═══ Page excerpt ═══

MARK: Exactly. Exactly.

TONY: It is tricky to keep them straight.

MELANIE: But I know you guys are probably so used to it at this point. It's pretty common that you're just, like, you get it. You get it.

TONY: Well, yeah, 11 years' worth of muscle memory--

MARK: Yeah.

TONY: --and they're an anagram of each other. And if you're slightly dyslexic, it's impossible.

MELANIE: Well, so Bah-zel supports your-- I'm going to just switch between the two the whole time.

TONY: Bah-zel works, yeah. So say Bah-zel.

MELANIE: No, I'm enjoying going Bah-zel on one--

TONY: And then Bay-zel.

MELANIE: --and then Bay-zel on another. So Bazel supports remote execution. Does that mean I can parallelize my workload across lots of machines?

TONY: Yes, absolutely. Even on a single machine, we try to parallelize it a bit, in that your build builds a graph of what needs to be done. And then after the graph of what needs to be done is computed, we know exactly what execution steps need to happen. And the ones that don't depend on each other can be all done in parallel.

On a single machine, we may only spin up four-- maybe 10-- threads worth of that, because we don't want to deadlock your own machine. But with a good remote execution environment, we can easily spin up 300, 400 threads of things that can be executed in parallel. Actually, the remote build protocol is published in a standard we have. There's some third parties working on things that use this remote build protocol-- their own kind of build farms.

Google has a product that is alpha testing and it's in-- you can sign up to try it right now, where we provide remote build execution. But someone could build their own remote build server. There are some early Bazel adopters who have their own strict requirements about code off prem. So they want to build their own remote executors, so that that their code never has to ship across the wire, and they can keep it in-house. These are all possible, and they can use Bazel to take advantage of remote build even without using a third-party cloud product.

MARK: So I was doing research on Bazel, and we talked a bit before about all the languages it supports, it looks like some of that support comes through extensions or there's some kind of extension mechanism there. How does that work?

TONY: One of the key differentiators between Google's version of Blaze and the new version of Bazel is that rules used to be built into the Blaze execution-- Blaze binary. They are all in an extension language in Bazel, and the extension language is called Starlark. Now, it used to be Skylark, and that has been renamed for reasons.

And there's a very strict separation between what a developer at the high level sees in a build file and the rules that are written in this extension language. Starlark is Pythonesqe. It looks very much like Python when you write it, with a few restrictions. We don't allow recursion. It's got a very similar syntax.

═══

• [Prompt]
Answer these questions about the Bazel conversation:
1. On a single machine, how many threads might Bazel spin up, and how many with a good remote execution environment?
2. What is Bazel's extension language called, and what was its former name?
3. What does that extension language not allow?

═══ Material shown ═══

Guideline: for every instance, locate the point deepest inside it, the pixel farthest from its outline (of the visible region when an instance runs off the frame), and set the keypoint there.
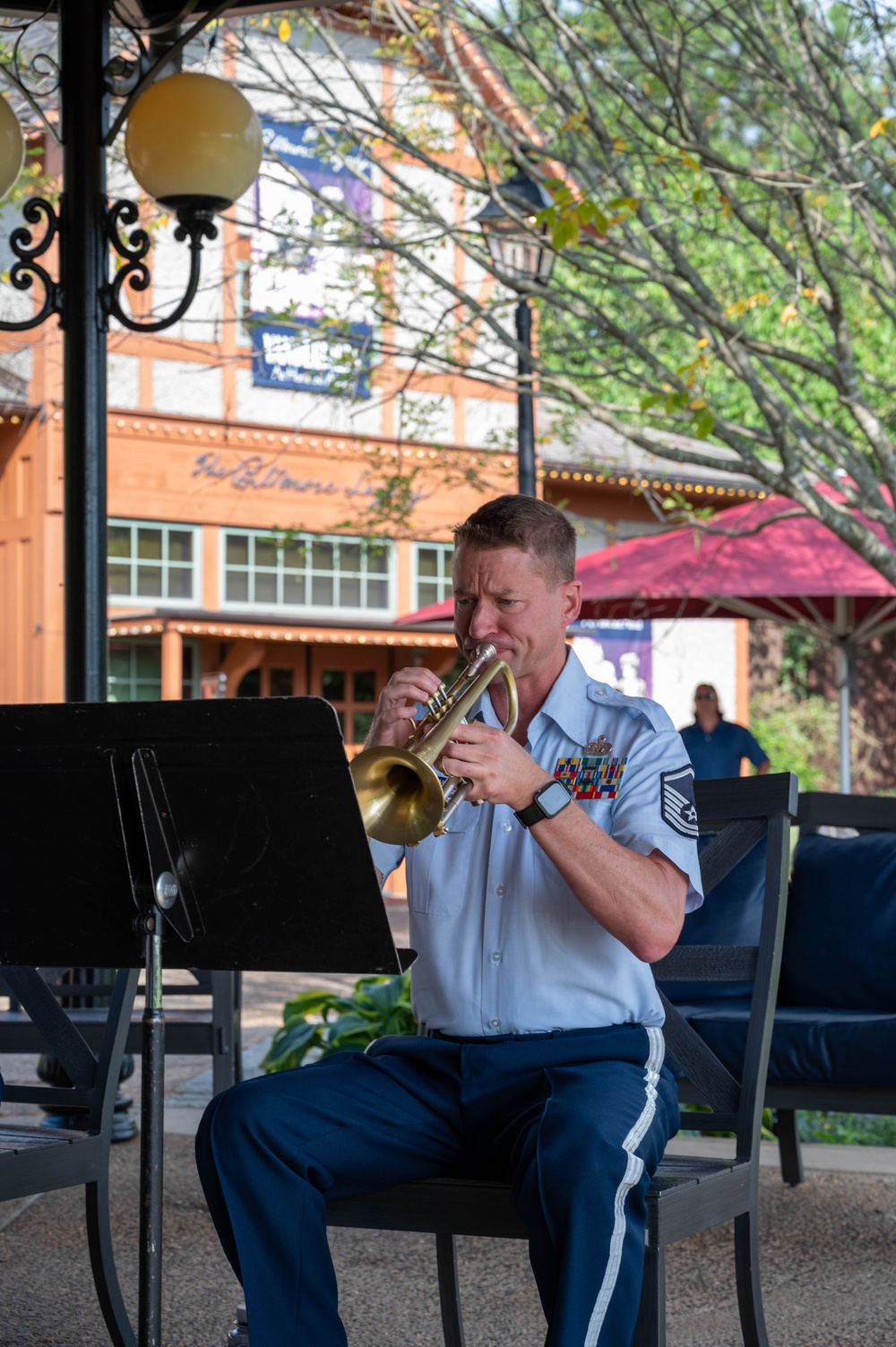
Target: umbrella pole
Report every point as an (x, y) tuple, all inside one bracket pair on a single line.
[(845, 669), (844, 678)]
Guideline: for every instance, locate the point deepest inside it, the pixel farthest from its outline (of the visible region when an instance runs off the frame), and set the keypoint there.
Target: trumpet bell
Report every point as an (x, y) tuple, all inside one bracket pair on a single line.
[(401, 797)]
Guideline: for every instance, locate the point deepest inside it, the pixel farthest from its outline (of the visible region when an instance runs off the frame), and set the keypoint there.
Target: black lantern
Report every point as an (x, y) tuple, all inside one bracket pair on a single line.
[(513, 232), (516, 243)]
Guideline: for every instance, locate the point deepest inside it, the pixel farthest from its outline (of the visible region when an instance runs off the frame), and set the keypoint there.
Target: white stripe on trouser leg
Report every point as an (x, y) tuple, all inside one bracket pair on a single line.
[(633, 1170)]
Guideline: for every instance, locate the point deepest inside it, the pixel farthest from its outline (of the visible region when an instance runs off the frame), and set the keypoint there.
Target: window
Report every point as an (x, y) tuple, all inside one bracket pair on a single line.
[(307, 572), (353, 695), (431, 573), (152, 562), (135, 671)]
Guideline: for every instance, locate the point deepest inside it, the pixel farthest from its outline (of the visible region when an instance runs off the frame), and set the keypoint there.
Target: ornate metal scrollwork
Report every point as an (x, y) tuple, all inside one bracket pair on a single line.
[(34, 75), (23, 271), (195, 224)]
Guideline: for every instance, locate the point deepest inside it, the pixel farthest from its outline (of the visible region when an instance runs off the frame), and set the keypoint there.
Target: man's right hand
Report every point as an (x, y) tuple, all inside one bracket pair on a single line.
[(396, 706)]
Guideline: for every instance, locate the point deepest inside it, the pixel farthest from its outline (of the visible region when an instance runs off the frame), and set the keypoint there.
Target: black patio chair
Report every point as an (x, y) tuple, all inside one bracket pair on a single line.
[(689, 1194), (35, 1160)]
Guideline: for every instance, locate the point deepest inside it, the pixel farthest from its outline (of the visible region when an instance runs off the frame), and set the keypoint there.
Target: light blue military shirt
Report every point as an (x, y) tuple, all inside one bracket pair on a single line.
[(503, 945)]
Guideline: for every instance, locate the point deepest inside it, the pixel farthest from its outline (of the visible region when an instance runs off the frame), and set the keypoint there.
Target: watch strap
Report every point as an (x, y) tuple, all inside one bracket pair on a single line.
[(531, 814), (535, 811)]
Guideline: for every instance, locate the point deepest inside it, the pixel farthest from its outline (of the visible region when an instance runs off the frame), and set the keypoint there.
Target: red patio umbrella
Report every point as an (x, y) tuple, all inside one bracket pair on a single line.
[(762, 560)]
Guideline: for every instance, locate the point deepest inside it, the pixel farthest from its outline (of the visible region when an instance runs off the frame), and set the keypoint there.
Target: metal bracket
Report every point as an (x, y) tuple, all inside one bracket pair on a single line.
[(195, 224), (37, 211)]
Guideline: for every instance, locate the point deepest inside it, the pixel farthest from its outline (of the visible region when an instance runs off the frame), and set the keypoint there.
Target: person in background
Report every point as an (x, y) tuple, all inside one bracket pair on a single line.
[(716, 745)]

═══
═══ Material shown ═══

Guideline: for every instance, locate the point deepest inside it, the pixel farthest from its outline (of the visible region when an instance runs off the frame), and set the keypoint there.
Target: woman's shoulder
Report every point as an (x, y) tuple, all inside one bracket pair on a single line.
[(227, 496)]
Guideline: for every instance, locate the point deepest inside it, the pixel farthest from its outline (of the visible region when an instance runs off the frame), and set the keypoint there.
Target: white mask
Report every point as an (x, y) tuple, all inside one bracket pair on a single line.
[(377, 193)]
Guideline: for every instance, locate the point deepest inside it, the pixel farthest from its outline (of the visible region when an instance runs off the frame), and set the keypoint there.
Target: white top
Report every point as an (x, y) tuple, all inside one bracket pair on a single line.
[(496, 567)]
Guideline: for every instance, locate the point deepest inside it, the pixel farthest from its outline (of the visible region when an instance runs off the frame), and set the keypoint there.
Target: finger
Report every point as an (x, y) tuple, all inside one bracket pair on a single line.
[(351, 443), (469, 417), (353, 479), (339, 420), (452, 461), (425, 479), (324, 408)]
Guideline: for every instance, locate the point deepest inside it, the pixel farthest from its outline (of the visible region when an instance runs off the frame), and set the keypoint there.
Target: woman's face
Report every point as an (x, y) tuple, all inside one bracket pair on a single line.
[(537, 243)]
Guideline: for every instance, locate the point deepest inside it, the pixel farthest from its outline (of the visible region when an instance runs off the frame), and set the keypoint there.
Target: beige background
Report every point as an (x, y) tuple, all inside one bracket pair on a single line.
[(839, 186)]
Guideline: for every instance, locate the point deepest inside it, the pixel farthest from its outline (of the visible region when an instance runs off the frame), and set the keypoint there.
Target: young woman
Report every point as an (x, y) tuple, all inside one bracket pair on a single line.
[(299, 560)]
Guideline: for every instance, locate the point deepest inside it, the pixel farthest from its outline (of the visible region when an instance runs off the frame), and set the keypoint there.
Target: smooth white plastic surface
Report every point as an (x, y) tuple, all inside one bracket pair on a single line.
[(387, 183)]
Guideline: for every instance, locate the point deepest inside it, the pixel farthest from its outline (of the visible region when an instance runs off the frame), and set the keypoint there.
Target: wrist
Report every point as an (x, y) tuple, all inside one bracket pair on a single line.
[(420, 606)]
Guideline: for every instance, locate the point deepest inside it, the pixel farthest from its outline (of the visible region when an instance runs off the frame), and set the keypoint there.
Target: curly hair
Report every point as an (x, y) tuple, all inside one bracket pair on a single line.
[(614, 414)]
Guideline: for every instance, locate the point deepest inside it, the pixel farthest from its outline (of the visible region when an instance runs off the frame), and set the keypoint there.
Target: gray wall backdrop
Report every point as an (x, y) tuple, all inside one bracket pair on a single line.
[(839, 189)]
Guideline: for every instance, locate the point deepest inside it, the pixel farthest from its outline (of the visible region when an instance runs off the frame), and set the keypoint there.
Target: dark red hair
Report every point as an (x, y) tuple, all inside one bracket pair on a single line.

═══
═══ Material shown ═══

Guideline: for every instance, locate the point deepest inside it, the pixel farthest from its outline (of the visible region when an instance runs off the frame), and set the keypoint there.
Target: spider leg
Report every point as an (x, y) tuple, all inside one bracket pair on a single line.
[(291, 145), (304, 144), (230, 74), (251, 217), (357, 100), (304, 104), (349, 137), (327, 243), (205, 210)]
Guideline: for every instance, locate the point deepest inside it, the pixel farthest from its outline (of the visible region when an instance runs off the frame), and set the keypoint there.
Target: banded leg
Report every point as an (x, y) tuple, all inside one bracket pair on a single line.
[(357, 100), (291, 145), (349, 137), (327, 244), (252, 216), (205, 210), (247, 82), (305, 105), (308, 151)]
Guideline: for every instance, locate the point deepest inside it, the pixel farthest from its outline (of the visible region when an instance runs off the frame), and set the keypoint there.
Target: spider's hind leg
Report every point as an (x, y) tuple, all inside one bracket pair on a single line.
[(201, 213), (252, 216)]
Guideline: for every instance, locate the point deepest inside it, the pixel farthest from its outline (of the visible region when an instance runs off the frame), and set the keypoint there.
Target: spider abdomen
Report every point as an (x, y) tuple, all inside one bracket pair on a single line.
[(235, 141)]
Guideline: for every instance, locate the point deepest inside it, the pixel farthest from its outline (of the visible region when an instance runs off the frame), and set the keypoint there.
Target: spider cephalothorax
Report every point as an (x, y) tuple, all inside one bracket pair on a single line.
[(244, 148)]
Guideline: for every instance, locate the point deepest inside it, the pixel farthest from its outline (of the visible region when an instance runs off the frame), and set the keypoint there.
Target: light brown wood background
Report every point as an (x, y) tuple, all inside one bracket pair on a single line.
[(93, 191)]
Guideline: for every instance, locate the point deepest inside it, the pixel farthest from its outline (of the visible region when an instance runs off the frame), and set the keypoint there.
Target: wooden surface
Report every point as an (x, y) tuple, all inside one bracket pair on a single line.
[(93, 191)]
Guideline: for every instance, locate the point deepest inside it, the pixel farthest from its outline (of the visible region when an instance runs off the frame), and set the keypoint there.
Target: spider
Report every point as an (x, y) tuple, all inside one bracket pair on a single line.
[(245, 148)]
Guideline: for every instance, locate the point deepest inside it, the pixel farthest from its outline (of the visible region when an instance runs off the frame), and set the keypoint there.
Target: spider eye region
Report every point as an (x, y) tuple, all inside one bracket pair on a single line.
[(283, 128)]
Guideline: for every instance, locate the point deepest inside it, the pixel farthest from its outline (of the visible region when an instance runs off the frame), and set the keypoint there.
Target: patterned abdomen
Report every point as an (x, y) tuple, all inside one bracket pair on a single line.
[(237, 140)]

═══

• [Reply to the task]
1. Four, maybe 10, on a single machine; 300 or 400 with a good remote execution environment.
2. Starlark; it used to be Skylark.
3. Recursion.